Reading text:

----

Lawmakers in eight states and the District of Columbia have approved issuing marriage licenses to same-sex couples, creating the situation of legally married military gays whose spouses cannot receive medical, dental and other benefits.
With the repeal of the ban, the new legal battle about gays in the military centers on the array of benefits afforded heterosexual married couples.
Gay-rights activists stepped up the battle in October when a group of gay veterans and active-duty personnel sued Mr. Panetta, claiming discrimination. They want the same benefits of straight couples: medical and dental care, housing and transportation allowances, military identification cards, survivor benefits and the right to be buried together in military cemeteries.
Mr. Holder agreed. He told House Speaker John A. Boehner, Ohio Republican, in a Feb. 17 letter that he sided with gay-rights activists in the case known as McLaughlin v. Panetta.
The attorney general said that DOMA “cannot be constitutionally applied to same-sex couples who are legally married under state law.”
The Servicemembers Legal Defense Network, which announced the lawsuit, called Mr. Holder’s shift a big boost.
“We are pleased that the attorney general has decided not to defend the constitutionality of DOMA in the military context, just as he has declined to defend it in other contexts,” said Aubrey Sarvis, network director. “We are also delighted that, for the first time, he has said that separate definitions that apply to military veterans are also unconstitutional. This is an important step for the McLaughlin plaintiffs.”

----

Excerpted records:

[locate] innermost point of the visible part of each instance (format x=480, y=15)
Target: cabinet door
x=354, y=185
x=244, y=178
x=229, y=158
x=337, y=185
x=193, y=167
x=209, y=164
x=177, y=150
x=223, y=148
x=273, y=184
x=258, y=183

----

Task goal: Continue the text on military benefits for same-sex spouses, starting after its last sentence. The lines above are not needed for what comes next.

Written answer:
Mrs. Donnelly sees the letter as an attempt to create legal confusion.
“The administration has done more than muddle the situation,” she said. “They have sabotaged it in order to circumvent the intent of Congress and to advance the agenda of gay activist groups.
“In 2010, Defense Department officials promised Congress that the administration would enforce the Defense of Marriage Act, particularly with regard to military family benefits.”
Republicans’ point man
A Pentagon spokeswoman told The Washington Times: “We will continue to follow the law. Eligibility for a number of benefits is restricted by the application of several statutes, including the Defense of Marriage Act.”
Pentagon officials also said they would not create a special benefit category for unmarried gay partners because that would discriminate against unmarried straight couples.
Said the Pentagon’s November report on the repeal a month before Congress voted: “If, simultaneous with repeal, the Department of Defense creates a new category of unmarried dependent or family member reserved only for same-sex relationships, the Department of Defense itself would be creating a new inequity — between unmarried, committed same-sex couples and unmarried, committed opposite-sex couples. This new inequity, or the perception of it, runs counter to the military ethic of fair and equal treatment, and resentment at perceived inequities runs deep in military families.”
The report added that the Pentagon would continue to review national trends in employer benefits to married and unmarried gays and their partners.
With Mr. Holder refusing to defend DOMA in a second lawsuit, as it relates to the military, that job now falls to the House Republican majority to argue for Mr. Panetta, as well as the Department of Veterans Affairs. The McLaughlin lawsuit also targets a federal law that limits veteran benefits to spouses of the opposite sex.
“The notification to Congress allows them to defend the statute,” said Justice Department spokeswoman Nanda Chitre.
Republicans hired lawyer Paul Clement in April to defend DOMA in federal court after Mr. Holder abandoned its legal defense. Mr. Clement was solicitor general, the Justice Department’s No. 4 position, in the George W. Bush administration, and argued cases before the Supreme Court.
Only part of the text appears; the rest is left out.